[Point labeling data based on photos]

****

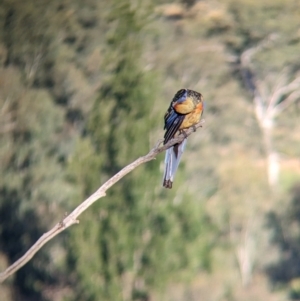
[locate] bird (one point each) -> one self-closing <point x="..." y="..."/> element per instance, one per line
<point x="185" y="110"/>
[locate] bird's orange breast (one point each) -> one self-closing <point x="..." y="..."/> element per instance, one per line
<point x="193" y="117"/>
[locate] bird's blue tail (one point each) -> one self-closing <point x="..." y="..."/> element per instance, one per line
<point x="172" y="159"/>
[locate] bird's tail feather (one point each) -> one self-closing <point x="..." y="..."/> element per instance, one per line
<point x="172" y="159"/>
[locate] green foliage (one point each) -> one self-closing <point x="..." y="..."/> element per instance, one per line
<point x="131" y="242"/>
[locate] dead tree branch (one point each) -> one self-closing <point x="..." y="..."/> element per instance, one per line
<point x="71" y="219"/>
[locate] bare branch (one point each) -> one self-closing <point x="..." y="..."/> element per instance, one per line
<point x="71" y="219"/>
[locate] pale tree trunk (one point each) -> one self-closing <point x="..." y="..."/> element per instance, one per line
<point x="268" y="107"/>
<point x="245" y="251"/>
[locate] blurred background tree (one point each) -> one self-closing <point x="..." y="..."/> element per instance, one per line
<point x="83" y="89"/>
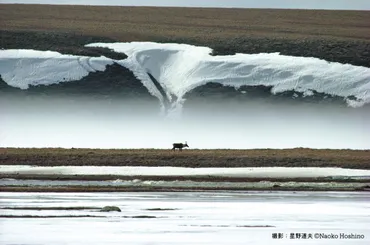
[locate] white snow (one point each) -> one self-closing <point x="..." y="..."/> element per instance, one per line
<point x="22" y="67"/>
<point x="267" y="172"/>
<point x="180" y="68"/>
<point x="193" y="218"/>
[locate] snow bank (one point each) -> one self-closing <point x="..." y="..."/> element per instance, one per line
<point x="22" y="67"/>
<point x="180" y="68"/>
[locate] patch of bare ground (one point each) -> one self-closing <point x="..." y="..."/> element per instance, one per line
<point x="341" y="36"/>
<point x="298" y="157"/>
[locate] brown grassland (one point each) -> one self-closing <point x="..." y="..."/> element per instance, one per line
<point x="299" y="157"/>
<point x="341" y="36"/>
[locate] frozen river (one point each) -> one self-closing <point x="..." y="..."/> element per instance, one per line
<point x="186" y="218"/>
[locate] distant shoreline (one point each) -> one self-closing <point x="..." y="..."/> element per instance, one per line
<point x="65" y="179"/>
<point x="307" y="33"/>
<point x="298" y="157"/>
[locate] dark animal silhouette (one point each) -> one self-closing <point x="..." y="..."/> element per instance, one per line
<point x="179" y="146"/>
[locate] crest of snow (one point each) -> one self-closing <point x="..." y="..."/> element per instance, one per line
<point x="22" y="68"/>
<point x="180" y="68"/>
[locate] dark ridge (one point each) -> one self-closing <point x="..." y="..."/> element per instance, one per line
<point x="51" y="208"/>
<point x="115" y="81"/>
<point x="65" y="43"/>
<point x="346" y="52"/>
<point x="216" y="91"/>
<point x="141" y="217"/>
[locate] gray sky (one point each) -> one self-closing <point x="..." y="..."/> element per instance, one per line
<point x="300" y="4"/>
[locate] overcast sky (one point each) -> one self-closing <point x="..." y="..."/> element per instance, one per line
<point x="301" y="4"/>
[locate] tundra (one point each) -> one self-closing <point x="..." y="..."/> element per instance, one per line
<point x="179" y="146"/>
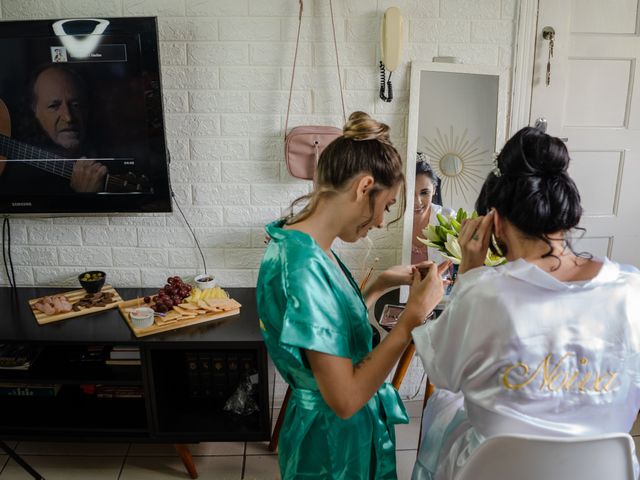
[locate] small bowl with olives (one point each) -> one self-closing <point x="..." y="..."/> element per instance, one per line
<point x="92" y="281"/>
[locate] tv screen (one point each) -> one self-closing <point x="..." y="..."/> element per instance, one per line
<point x="81" y="120"/>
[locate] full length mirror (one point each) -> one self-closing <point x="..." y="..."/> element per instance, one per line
<point x="457" y="121"/>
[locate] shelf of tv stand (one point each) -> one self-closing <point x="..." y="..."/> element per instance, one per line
<point x="166" y="413"/>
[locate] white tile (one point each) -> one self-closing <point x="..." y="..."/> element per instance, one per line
<point x="259" y="448"/>
<point x="414" y="408"/>
<point x="407" y="435"/>
<point x="197" y="449"/>
<point x="635" y="430"/>
<point x="73" y="449"/>
<point x="66" y="468"/>
<point x="159" y="468"/>
<point x="262" y="468"/>
<point x="405" y="460"/>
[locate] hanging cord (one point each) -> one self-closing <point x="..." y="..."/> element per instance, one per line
<point x="193" y="234"/>
<point x="295" y="58"/>
<point x="335" y="44"/>
<point x="6" y="252"/>
<point x="382" y="82"/>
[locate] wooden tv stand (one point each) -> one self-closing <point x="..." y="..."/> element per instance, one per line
<point x="178" y="406"/>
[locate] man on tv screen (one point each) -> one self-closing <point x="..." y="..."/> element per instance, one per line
<point x="57" y="155"/>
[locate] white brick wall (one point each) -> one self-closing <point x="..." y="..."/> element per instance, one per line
<point x="226" y="71"/>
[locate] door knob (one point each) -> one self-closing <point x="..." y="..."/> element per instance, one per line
<point x="541" y="124"/>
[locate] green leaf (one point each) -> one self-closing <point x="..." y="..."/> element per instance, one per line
<point x="443" y="220"/>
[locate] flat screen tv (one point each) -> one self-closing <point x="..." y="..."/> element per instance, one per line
<point x="81" y="119"/>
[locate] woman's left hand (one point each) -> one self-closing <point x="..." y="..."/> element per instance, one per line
<point x="474" y="239"/>
<point x="396" y="276"/>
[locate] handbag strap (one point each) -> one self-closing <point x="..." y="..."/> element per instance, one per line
<point x="295" y="57"/>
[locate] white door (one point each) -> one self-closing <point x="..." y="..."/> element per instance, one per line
<point x="593" y="99"/>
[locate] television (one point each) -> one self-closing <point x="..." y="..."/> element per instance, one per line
<point x="81" y="118"/>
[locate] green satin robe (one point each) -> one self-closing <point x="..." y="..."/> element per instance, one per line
<point x="306" y="302"/>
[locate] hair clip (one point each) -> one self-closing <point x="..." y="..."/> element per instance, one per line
<point x="496" y="169"/>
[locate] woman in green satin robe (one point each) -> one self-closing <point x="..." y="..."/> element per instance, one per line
<point x="340" y="420"/>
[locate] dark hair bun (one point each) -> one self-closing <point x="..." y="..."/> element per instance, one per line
<point x="361" y="126"/>
<point x="541" y="155"/>
<point x="532" y="188"/>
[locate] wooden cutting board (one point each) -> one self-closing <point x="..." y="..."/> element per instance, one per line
<point x="172" y="321"/>
<point x="73" y="297"/>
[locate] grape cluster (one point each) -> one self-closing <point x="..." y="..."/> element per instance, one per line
<point x="173" y="293"/>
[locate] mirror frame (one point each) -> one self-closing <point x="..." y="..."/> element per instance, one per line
<point x="412" y="133"/>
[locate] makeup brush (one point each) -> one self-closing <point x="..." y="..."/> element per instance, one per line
<point x="368" y="275"/>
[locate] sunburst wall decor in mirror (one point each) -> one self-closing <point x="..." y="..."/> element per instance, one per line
<point x="457" y="120"/>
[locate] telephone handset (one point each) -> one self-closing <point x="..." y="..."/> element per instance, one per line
<point x="390" y="48"/>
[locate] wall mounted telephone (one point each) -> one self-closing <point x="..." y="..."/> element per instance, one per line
<point x="390" y="48"/>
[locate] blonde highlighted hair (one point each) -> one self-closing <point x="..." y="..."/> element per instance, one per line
<point x="364" y="147"/>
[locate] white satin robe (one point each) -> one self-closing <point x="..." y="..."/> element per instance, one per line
<point x="517" y="351"/>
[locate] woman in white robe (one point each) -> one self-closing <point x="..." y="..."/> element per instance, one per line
<point x="547" y="344"/>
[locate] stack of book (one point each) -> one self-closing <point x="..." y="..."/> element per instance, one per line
<point x="124" y="355"/>
<point x="216" y="374"/>
<point x="117" y="391"/>
<point x="28" y="390"/>
<point x="18" y="357"/>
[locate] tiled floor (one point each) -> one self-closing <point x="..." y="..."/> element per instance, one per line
<point x="215" y="461"/>
<point x="219" y="461"/>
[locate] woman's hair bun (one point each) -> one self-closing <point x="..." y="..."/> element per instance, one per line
<point x="361" y="126"/>
<point x="540" y="155"/>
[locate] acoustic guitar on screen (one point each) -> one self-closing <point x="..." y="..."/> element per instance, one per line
<point x="12" y="151"/>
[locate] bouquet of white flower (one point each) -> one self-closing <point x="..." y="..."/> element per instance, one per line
<point x="444" y="238"/>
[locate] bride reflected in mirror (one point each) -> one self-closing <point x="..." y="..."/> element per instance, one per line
<point x="427" y="204"/>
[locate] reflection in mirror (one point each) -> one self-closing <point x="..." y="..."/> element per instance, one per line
<point x="450" y="165"/>
<point x="457" y="120"/>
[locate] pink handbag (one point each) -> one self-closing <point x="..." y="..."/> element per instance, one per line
<point x="303" y="145"/>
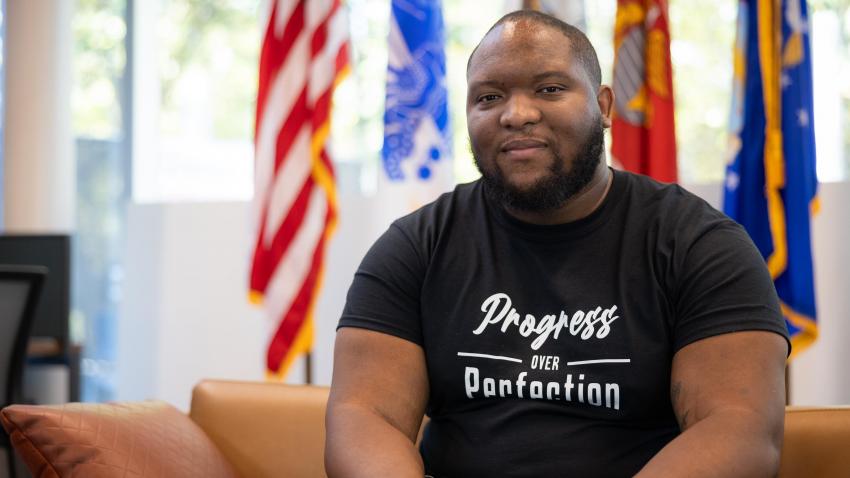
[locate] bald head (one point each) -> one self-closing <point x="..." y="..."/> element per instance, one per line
<point x="578" y="43"/>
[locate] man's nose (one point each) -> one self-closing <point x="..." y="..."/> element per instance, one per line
<point x="520" y="111"/>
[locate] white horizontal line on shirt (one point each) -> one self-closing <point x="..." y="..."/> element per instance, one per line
<point x="585" y="362"/>
<point x="494" y="357"/>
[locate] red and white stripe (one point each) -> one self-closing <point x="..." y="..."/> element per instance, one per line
<point x="304" y="52"/>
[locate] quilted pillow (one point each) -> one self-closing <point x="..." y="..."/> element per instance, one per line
<point x="140" y="439"/>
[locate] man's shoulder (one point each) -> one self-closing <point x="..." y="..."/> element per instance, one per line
<point x="668" y="199"/>
<point x="462" y="200"/>
<point x="671" y="209"/>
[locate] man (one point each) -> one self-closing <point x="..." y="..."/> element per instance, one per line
<point x="556" y="318"/>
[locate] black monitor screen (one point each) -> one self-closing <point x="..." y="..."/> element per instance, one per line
<point x="53" y="252"/>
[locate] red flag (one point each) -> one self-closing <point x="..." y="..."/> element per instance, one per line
<point x="304" y="54"/>
<point x="643" y="136"/>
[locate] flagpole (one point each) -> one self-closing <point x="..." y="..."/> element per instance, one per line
<point x="787" y="384"/>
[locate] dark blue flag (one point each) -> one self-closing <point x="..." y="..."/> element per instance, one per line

****

• _Task objective_
Render as a numbered list, omitting any blank lines, the lines from the one containing "[locate] man's shoulder" through the end of the lines above, both ends included.

• _Finished answer_
1. [locate] man's shoulder (one point each) -> one self-closing <point x="..." y="..."/> element per instance, one per line
2. <point x="668" y="199"/>
3. <point x="462" y="200"/>
4. <point x="671" y="209"/>
5. [locate] man (one point each) -> one self-closing <point x="..." y="..."/> element per instance, one per line
6. <point x="556" y="318"/>
7. [locate] black monitor screen (one point each) -> one self-closing <point x="..." y="..."/> element per instance, one per line
8. <point x="53" y="252"/>
9. [locate] red flag (one point each) -> one self-closing <point x="..." y="..."/> element per instance, one per line
10. <point x="304" y="54"/>
11. <point x="643" y="136"/>
12. [locate] flagpole (one point each) -> one self-closing <point x="..." y="..."/> element per instance, one per line
13. <point x="787" y="384"/>
14. [locate] dark blue flag (one point each) -> one self-closing <point x="..." y="..."/> element per instance, one per line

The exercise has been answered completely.